─── STORED ROWS

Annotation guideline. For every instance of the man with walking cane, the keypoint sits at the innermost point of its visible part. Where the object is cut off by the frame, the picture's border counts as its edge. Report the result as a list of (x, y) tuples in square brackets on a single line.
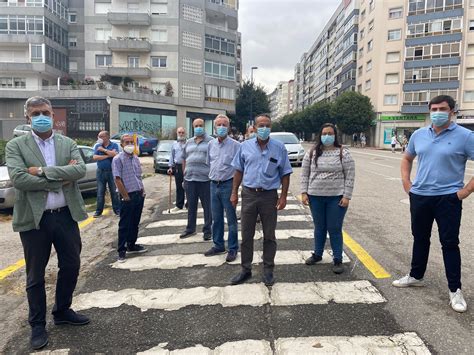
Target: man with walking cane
[(175, 165)]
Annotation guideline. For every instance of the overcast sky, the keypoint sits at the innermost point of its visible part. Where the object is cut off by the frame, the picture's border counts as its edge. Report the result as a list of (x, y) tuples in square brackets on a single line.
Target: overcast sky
[(276, 33)]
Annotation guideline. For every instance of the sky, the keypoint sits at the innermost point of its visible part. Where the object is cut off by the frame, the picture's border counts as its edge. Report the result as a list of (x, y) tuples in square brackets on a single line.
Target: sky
[(276, 33)]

──────

- _STATED PROBLEM_: Reproduce the material above, swapping each "keypoint" for "marker" and changing nothing else. Omit the pictures from your answer.

- _ANSWER FOR THE TASK_:
Annotation guideline. For every instance of the man with walking cane, the marker sits at the innermost point of its visible part. Where the object is cut off by the frame, the picture's border counts as its edge. Report the result as a list of (x, y) tuples in square brackets on a single line.
Target: man with walking cane
[(175, 165)]
Annotation guideline. For every instance of the overcast sky, the marker sits at the innermost point of its visible part. Where the object is cut off by the frame, the picture's border counts as its edge. Report the result as a list of (x, y) tuples in square brackets on a single line.
Target: overcast sky
[(276, 33)]
Annotation guideline. For every instance of the sky, the marker sits at the innermost point of its visible part. Where the object is cut off by the frame, the picture's border counts as its edge. Report the result as a list of (x, y) tuples in square brackets on a single line.
Target: sky
[(276, 33)]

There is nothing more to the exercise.